**HOW TO COMPLETE THIS TASK**
Gather every line in the records below that contains the word "wheel".

(Beginning of EXERCISE MATERIAL)

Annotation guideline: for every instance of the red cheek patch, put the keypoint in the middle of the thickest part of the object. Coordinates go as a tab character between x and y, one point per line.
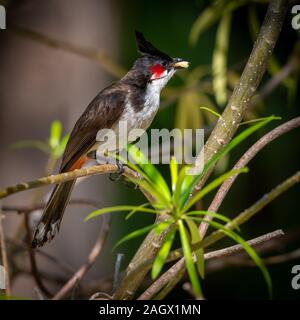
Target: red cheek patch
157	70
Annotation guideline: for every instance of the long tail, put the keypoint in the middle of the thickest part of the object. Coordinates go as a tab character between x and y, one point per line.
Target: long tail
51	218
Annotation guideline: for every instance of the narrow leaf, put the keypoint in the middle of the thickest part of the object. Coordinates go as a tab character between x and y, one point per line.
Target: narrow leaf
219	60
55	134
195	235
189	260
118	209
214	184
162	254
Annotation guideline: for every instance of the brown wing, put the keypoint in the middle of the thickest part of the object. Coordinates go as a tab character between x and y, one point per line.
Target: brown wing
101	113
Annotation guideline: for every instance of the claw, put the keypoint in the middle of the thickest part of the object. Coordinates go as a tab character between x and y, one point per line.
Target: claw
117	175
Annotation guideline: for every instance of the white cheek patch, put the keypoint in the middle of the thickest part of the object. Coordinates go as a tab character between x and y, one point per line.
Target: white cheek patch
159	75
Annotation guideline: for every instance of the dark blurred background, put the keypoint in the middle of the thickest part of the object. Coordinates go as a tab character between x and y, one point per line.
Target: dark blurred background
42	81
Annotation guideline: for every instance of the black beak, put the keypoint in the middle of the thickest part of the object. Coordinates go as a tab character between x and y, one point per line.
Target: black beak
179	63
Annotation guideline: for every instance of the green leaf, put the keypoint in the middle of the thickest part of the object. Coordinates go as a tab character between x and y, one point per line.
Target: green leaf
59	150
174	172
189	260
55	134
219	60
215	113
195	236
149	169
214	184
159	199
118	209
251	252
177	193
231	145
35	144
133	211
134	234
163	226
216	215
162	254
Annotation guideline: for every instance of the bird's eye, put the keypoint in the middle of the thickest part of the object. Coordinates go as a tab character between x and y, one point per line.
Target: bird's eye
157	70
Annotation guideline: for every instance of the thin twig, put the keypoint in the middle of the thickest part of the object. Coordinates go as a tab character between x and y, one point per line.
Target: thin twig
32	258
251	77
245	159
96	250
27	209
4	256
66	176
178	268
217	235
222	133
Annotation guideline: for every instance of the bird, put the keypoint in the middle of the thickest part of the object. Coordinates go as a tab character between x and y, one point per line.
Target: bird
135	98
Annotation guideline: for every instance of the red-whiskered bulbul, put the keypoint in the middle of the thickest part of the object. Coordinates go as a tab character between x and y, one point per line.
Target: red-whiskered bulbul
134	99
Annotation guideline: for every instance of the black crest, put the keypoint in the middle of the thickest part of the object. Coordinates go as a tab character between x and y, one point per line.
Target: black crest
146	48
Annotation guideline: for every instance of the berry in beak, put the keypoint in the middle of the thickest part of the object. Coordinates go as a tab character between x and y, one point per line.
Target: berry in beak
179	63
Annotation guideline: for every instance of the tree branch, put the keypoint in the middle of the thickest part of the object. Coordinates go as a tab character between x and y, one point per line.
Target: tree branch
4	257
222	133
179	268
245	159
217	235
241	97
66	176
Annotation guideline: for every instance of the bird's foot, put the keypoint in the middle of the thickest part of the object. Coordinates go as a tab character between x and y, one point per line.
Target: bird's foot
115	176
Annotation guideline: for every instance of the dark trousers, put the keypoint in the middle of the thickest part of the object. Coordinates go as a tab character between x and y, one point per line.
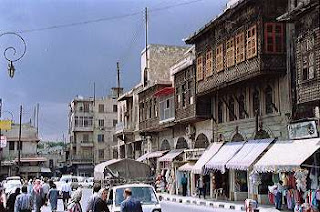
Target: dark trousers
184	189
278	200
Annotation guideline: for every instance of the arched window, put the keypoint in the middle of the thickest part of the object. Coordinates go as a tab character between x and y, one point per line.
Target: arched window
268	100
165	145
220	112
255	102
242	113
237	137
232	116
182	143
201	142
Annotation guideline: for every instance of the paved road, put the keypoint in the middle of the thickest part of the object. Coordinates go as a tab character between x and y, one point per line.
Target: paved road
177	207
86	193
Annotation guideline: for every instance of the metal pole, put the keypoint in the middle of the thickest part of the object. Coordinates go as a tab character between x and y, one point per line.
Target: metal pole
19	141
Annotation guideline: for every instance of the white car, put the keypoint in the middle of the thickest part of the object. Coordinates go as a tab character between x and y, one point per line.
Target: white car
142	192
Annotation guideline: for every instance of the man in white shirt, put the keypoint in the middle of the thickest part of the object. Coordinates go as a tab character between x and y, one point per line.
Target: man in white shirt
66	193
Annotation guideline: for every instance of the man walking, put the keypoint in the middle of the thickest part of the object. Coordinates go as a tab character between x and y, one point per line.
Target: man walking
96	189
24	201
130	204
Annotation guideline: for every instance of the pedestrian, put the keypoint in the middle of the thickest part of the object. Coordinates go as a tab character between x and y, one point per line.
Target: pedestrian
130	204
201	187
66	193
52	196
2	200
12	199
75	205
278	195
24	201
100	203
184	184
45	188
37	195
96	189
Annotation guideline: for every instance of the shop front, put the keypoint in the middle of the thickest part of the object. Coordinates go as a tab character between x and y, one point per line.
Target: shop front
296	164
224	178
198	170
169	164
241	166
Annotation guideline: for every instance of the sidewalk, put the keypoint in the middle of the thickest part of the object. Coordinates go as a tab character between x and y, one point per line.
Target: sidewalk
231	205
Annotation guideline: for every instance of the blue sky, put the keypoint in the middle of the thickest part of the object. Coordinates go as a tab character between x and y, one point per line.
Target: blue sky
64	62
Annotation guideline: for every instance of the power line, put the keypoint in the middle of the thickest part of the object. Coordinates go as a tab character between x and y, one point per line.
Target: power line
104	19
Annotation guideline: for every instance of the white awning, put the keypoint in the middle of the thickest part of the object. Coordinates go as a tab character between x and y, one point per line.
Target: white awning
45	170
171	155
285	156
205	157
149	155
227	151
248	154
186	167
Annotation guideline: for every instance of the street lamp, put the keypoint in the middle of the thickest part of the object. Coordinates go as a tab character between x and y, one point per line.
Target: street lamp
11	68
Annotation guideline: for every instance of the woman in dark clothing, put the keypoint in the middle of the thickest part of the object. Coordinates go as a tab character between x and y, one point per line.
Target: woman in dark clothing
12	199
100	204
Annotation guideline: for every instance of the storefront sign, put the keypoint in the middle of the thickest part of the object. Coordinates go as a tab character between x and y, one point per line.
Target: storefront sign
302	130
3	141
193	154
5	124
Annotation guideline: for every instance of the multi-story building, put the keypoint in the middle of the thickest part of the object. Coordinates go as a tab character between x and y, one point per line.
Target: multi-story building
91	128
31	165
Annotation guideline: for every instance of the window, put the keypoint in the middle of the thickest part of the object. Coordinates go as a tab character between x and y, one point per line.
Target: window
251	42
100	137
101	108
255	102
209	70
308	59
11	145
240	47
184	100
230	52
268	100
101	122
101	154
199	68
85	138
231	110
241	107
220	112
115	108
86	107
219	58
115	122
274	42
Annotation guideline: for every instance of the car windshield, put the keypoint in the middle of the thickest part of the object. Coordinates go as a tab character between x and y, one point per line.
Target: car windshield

(End of EXERCISE MATERIAL)
(Beginning of EXERCISE MATERIAL)

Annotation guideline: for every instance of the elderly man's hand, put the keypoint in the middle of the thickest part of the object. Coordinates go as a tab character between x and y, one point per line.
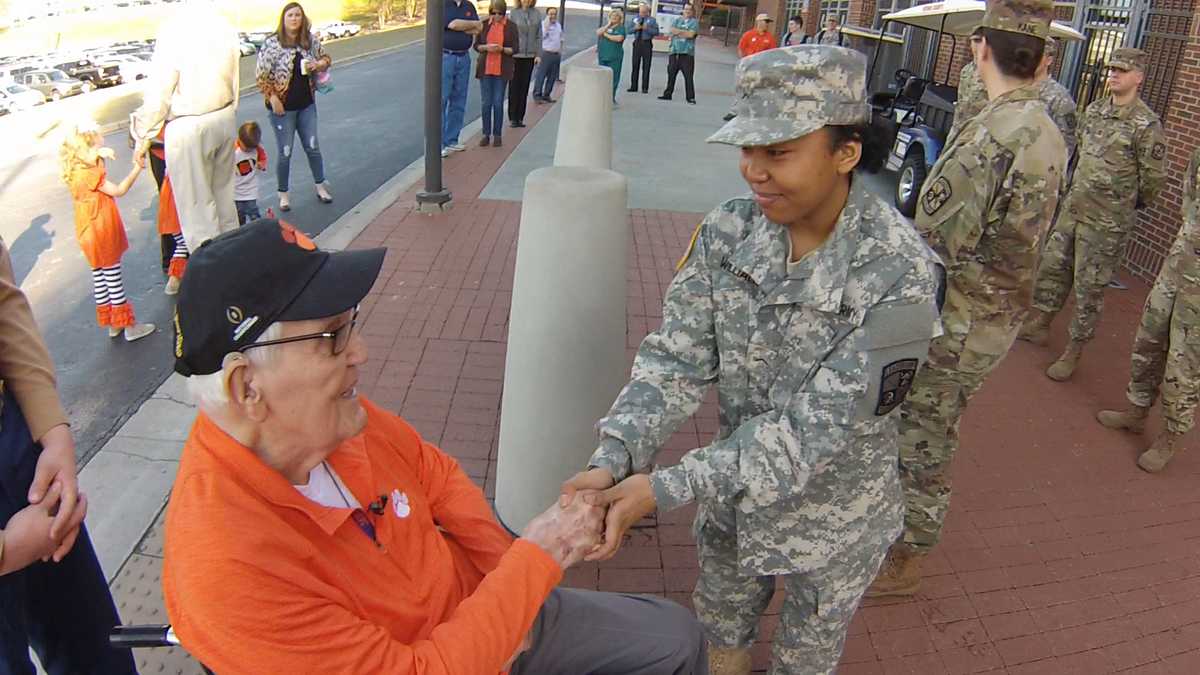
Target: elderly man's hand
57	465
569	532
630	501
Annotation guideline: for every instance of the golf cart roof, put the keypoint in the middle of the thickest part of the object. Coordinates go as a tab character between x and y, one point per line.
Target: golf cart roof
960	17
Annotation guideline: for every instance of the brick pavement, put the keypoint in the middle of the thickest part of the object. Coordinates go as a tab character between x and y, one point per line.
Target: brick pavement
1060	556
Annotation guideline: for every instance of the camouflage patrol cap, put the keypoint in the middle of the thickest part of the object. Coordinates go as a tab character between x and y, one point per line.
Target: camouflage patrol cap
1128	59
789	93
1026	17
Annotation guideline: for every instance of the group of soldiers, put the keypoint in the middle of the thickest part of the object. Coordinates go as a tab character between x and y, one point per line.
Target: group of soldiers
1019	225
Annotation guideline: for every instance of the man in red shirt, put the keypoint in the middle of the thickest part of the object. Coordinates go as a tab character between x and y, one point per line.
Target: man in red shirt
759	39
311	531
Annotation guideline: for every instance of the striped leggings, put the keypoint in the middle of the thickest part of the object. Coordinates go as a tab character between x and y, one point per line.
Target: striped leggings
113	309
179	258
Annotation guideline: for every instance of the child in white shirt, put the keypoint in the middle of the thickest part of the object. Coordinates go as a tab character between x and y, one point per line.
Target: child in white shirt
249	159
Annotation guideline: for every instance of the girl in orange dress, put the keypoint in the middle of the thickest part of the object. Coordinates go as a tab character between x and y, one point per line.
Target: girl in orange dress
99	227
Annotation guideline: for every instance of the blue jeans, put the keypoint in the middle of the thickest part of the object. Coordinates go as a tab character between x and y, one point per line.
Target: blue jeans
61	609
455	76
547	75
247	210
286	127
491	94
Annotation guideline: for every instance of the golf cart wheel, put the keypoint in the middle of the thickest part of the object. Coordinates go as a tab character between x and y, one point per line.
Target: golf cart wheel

(End of EXERCISE MATERIAL)

**ANSWER SPACE**
Annotation guideline: for every instance of the golf cart wheel, put the keypoint in the middle of the thickest part of the object. Coordinates go as a tab character between x and y, one point per line.
Target: golf cart wheel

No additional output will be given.